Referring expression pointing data
━━━

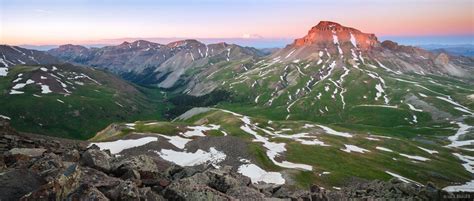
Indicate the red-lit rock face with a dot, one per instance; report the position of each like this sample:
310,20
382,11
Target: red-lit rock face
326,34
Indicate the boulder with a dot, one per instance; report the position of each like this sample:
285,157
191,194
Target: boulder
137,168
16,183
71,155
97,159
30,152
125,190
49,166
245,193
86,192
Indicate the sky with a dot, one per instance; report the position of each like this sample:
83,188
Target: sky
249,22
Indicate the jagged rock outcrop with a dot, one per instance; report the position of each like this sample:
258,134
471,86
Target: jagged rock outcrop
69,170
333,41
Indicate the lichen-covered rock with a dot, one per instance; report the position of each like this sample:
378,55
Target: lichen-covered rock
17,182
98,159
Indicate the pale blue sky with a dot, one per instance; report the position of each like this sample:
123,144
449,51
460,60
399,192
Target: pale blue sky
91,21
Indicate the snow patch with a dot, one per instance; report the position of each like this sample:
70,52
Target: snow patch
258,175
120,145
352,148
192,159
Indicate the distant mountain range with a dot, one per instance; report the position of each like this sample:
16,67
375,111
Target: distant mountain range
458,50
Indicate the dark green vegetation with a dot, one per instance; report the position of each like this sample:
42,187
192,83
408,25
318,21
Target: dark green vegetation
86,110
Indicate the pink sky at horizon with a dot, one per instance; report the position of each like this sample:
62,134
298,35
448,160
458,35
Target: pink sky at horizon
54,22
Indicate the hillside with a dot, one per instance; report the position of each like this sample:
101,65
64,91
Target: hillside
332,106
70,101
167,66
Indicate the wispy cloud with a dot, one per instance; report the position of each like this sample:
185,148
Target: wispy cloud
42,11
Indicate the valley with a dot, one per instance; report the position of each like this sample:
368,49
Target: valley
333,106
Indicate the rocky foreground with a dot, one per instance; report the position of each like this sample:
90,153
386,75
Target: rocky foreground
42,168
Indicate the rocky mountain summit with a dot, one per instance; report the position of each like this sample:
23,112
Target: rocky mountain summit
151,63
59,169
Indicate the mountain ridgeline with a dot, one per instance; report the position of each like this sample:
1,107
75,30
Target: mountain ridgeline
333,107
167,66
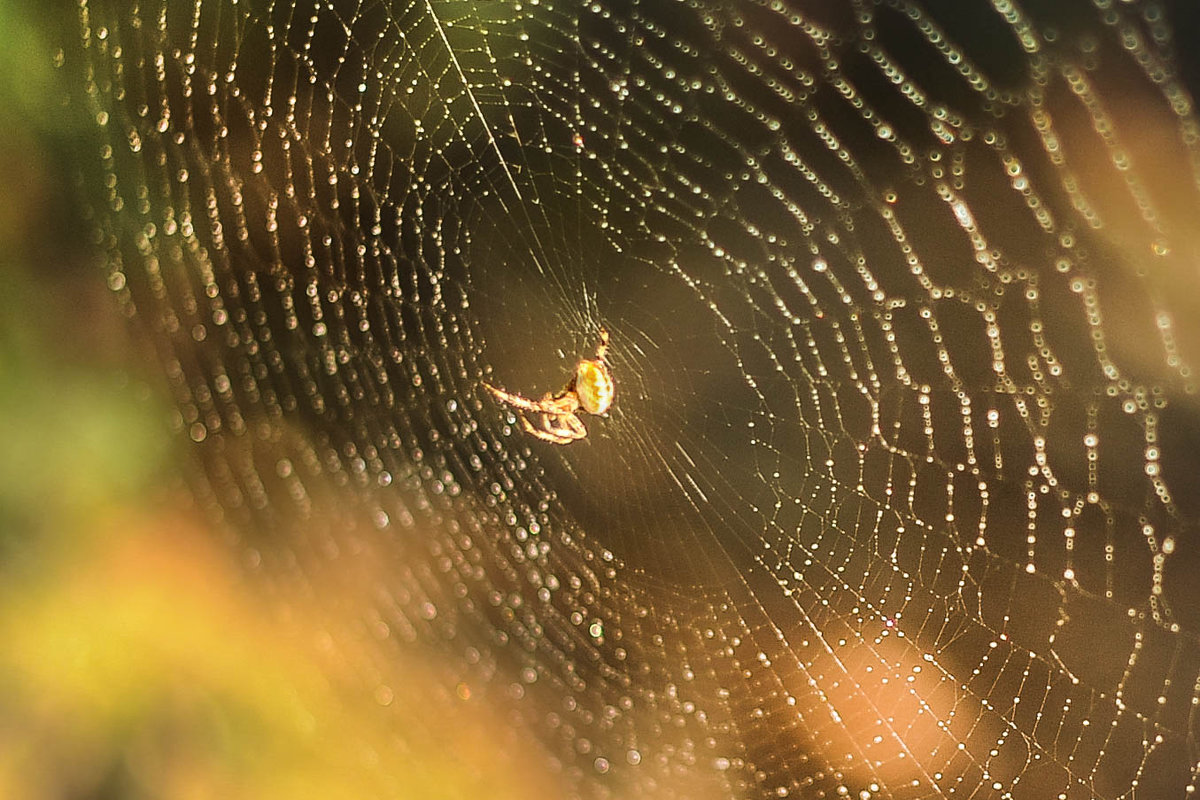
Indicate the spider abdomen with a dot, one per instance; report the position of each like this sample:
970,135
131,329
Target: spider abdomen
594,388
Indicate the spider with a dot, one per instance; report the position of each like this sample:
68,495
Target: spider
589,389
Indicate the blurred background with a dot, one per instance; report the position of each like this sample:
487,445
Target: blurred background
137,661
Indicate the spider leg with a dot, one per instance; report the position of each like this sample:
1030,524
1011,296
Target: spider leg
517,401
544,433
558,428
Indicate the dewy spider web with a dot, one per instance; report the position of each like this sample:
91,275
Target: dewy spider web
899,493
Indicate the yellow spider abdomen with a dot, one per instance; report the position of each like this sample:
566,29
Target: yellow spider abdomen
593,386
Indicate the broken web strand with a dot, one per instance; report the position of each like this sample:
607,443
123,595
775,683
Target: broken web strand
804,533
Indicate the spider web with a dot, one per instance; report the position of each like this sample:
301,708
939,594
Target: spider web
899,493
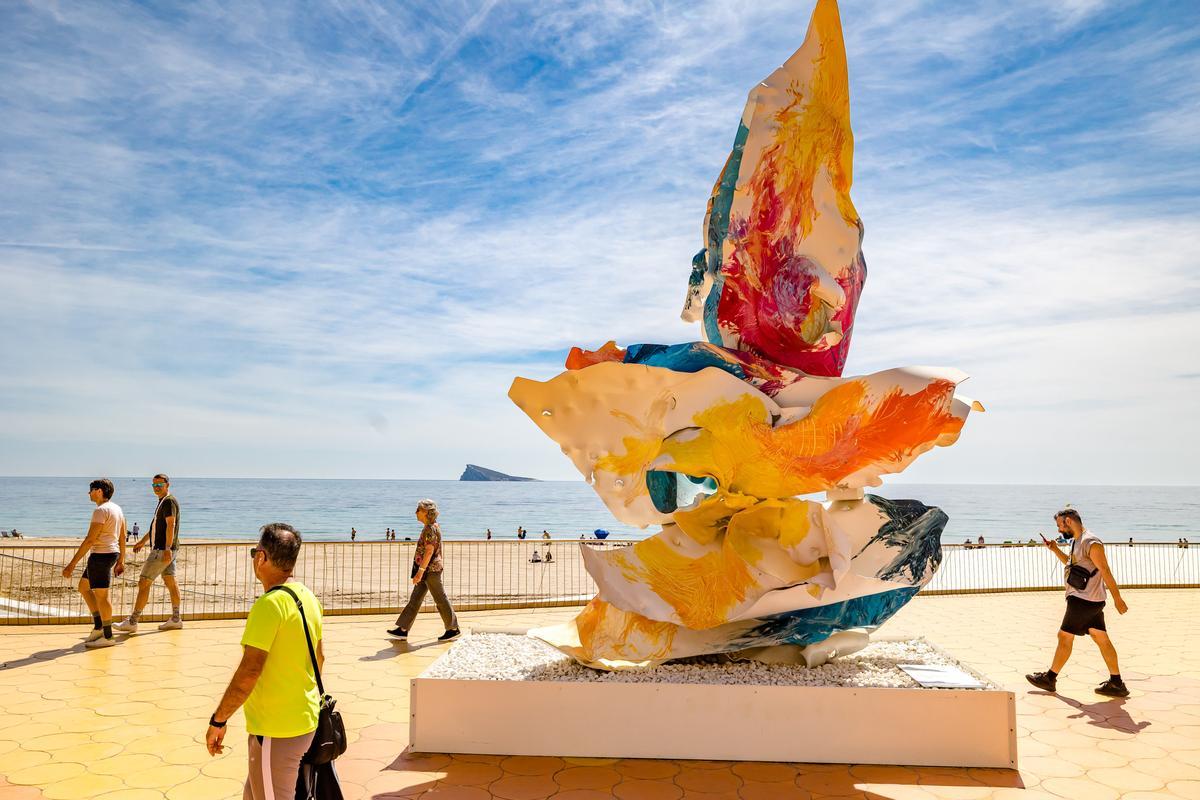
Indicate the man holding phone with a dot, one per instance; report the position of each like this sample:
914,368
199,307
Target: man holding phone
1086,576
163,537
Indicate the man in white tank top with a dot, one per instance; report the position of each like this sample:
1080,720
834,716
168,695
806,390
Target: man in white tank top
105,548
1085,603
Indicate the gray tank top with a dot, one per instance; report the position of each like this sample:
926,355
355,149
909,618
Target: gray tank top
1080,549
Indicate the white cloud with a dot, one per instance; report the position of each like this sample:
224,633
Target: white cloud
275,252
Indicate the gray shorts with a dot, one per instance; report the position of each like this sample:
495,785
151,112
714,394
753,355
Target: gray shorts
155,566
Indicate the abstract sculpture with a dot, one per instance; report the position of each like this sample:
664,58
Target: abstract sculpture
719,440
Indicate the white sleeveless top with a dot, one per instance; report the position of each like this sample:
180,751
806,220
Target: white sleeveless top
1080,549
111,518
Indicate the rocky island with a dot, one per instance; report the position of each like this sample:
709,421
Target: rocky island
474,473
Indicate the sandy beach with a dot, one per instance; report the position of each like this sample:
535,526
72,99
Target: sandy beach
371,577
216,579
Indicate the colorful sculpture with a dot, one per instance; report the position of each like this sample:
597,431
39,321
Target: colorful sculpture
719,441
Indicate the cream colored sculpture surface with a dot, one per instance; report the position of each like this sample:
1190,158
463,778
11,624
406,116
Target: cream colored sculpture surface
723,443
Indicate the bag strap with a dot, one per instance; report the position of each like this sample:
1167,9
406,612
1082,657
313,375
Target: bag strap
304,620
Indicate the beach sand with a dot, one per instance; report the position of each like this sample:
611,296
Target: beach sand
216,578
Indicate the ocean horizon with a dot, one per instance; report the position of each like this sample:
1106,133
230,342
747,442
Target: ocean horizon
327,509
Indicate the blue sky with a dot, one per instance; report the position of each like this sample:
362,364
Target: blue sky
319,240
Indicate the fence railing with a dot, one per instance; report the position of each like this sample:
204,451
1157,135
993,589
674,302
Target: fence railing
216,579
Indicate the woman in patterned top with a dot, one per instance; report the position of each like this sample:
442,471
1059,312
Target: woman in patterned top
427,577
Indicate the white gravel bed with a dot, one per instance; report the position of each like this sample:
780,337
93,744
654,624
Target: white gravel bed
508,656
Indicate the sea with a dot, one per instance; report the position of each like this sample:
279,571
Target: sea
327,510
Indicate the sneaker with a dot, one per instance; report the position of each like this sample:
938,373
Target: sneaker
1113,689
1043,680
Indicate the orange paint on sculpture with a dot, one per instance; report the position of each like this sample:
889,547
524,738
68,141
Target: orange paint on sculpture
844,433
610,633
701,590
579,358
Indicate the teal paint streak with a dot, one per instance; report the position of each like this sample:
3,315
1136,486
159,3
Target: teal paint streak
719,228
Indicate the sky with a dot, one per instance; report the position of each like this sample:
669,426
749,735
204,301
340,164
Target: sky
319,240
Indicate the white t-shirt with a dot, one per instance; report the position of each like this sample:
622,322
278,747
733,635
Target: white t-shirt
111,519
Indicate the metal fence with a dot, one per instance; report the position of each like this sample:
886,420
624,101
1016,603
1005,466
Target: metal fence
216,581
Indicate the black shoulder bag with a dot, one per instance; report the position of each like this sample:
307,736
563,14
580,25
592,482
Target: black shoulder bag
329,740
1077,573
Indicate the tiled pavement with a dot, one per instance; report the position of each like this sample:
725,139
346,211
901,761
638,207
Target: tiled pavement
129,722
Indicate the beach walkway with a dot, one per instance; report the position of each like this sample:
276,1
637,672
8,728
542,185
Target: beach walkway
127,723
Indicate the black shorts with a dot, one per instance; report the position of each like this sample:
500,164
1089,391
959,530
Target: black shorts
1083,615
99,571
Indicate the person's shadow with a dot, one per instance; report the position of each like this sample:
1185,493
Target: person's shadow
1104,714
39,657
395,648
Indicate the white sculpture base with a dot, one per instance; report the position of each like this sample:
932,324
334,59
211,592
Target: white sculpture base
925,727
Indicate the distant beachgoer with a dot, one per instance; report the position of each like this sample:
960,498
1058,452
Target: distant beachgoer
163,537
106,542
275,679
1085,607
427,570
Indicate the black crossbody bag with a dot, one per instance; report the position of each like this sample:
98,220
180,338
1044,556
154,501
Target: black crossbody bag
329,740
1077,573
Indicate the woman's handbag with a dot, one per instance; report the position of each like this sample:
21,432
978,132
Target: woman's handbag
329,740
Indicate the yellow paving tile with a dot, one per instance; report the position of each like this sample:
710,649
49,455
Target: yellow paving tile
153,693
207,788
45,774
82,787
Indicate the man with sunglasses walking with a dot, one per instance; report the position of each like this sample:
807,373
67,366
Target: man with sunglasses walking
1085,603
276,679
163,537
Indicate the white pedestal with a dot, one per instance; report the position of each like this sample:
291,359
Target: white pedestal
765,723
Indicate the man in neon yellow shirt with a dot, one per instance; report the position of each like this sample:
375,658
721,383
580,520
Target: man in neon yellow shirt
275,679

━━━

> **Exercise details**
Exactly reproduce the lines from the one containing "Target: white pedestal" through the end of the records, and only those lines.

> **The completed task**
Target: white pedestal
765,723
Indicate the man in neon yellow shirt with a dot, one per instance; report the position of each like this sample:
375,658
721,383
580,520
Target: man in neon yellow shirt
275,679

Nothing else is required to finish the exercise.